== 提示文

このことは、決して医療も例外ではないでしょう。昨今は医療界では、診療技術の高度化・専門化に伴い「チーム医療」という言葉が盛んに口にされています。疾病構造が複雑化し診療科間・病院間の患者紹介がますます広がっている現状では医療サービスの組織化・システム化は不可避でしょう。このことはすなわち、医療従事者もまた組織的・システム的に行動することが不可避になりつつあることを意味します。チーム医療の時代においては、組織生活を体質化できている人だけが職業人として生き残れることでしょう。「チーム医療」がスローガンとして連呼されているということは、現実の医療はまだチームとして動いていないことを示しますが、チーム医療の時代は、すぐそこまでやってきています。
もちろん、必ずしも皆が皆、心を入れ替えて博愛主義者に転向するとは私も考えてはいません。むしろ私は「人間の改心」なるものを基本的に信じない立場です。大の大人が心を入れ替えるはずもなく、利己主義者は死ぬまで利己主義者だと思っています。しかし、仕事を進める上で組織行動が不可欠になる時代においては、利己主義者であればこそ、あくまでも上っ面に過ぎなくても、戦略的に団結・連帯の道を歩む人たちが増えてゆくものと考えられます。組織生活不適合者は職業人として淘汰されてゆく運命にあります。
また、単に過去の症例を基に病名をつけて処置・処方するだけの診療行為であれば、今後はビッグデータとAIの活用で代用されるでしょう。患者の境遇に同情して心から寄り添うことができる人間味のある医療従事者だけが職業人として生き残ることができるでしょう。AIなど所詮は機械。生身の人間が心から寄り添ってくれるからこそ、類的存在としての人間は満たされるのです。そうした時代に職業人として生き残った人間味あふれる医療従事者は、患者のみならず同僚たちに対しても同情心を持つ人物であることでしょう。決して、過酷な労働環境に対して我が身だけを守って一抜けするような人物ではないでしょう。

====

## 取り組む課題
1) 提示文の「このことは、決して医療も例外」から「汰されてゆく運命にあります。」までを、そのまま書き写せ。
2) 次の(a)〜(c)が提示文の内容と合うかどうか、それぞれ「はい」か「いいえ」で答え、判断の決め手となる提示文の語句をそのまま引用せよ。
(a) 筆者は、大人が心を入れ替えることはないと考えている。
(b) 筆者は、現実の医療はすでにチームとして動いていると述べている。
(c) 筆者は、過去の症例を基に病名をつけて処置・処方するだけの診療行為は、今後AIなどで代用されると述べている。

== 分析用データ

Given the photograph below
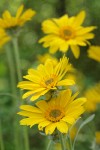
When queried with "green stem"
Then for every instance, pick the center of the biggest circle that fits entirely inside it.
(1, 138)
(70, 142)
(62, 141)
(14, 93)
(17, 58)
(19, 74)
(49, 145)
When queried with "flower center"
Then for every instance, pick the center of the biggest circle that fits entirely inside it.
(54, 114)
(49, 81)
(67, 33)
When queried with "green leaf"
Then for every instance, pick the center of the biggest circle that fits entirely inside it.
(89, 119)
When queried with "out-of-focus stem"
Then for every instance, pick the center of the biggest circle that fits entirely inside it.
(19, 74)
(49, 145)
(1, 138)
(14, 93)
(62, 141)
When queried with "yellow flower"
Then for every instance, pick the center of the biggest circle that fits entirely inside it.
(59, 113)
(43, 58)
(66, 32)
(73, 132)
(93, 97)
(7, 21)
(94, 53)
(4, 38)
(47, 77)
(97, 134)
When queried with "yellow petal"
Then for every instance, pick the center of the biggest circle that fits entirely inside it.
(19, 11)
(30, 108)
(6, 15)
(79, 18)
(31, 121)
(50, 128)
(30, 114)
(43, 124)
(68, 119)
(65, 82)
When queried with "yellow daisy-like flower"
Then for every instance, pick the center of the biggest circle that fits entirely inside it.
(4, 38)
(94, 53)
(7, 21)
(59, 113)
(47, 77)
(93, 97)
(66, 32)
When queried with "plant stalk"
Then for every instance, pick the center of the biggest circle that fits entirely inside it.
(19, 74)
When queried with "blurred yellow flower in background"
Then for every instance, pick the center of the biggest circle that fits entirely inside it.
(97, 134)
(47, 77)
(66, 32)
(4, 38)
(8, 21)
(93, 97)
(59, 113)
(94, 53)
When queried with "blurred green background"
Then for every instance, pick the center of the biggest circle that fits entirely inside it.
(29, 51)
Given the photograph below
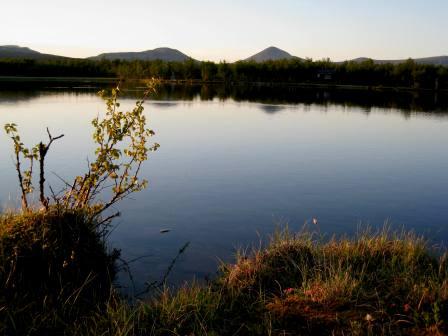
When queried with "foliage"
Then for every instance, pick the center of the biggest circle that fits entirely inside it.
(383, 283)
(54, 269)
(122, 147)
(408, 74)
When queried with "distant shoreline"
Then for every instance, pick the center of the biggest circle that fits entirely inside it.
(110, 80)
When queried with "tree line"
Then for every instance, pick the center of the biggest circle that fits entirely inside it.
(407, 74)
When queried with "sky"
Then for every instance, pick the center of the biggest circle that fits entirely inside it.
(230, 30)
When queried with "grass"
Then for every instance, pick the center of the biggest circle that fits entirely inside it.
(54, 267)
(376, 283)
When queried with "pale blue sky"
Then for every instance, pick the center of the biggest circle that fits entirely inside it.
(230, 30)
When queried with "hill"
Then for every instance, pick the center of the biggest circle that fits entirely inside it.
(17, 52)
(164, 54)
(271, 54)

====

## 回答一覧
1)
このことは、決して医療も例外ではないでしょう。昨今は医療界では、診療技術の高度化・専門化に伴い「チーム医療」という言葉が盛んに口にされています。疾病構造が複雑化し診療科間・病院間の患者紹介がますます広がっている現状では医療サービスの組織化・システム化は不可避でしょう。このことはすなわち、医療従事者もまた組織的・システム的に行動することが不可避になりつつあることを意味します。チーム医療の時代においては、組織生活を体質化できている人だけが職業人として生き残れることでしょう。「チーム医療」がスローガンとして連呼されているということは、現実の医療はまだチームとして動いていないことを示しますが、チーム医療の時代は、すぐそこまでやってきています。
もちろん、必ずしも皆が皆、心を入れ替えて博愛主義者に転向するとは私も考えてはいません。むしろ私は「人間の改心」なるものを基本的に信じない立場です。大の大人が心を入れ替えるはずもなく、利己主義者は死ぬまで利己主義者だと思っています。しかし、仕事を進める上で組織行動が不可欠になる時代においては、利己主義者であればこそ、あくまでも上っ面に過ぎなくても、戦略的に団結・連帯の道を歩む人たちが増えてゆくものと考えられます。組織生活不適合者は職業人として淘汰されてゆく運命にあります。

2)
(a) はい。「大の大人が心を入れ替えるはずもなく」
(b) いいえ。「現実の医療はまだチームとして動いていないことを示します」
(c) はい。「今後はビッグデータとAIの活用で代用されるでしょう」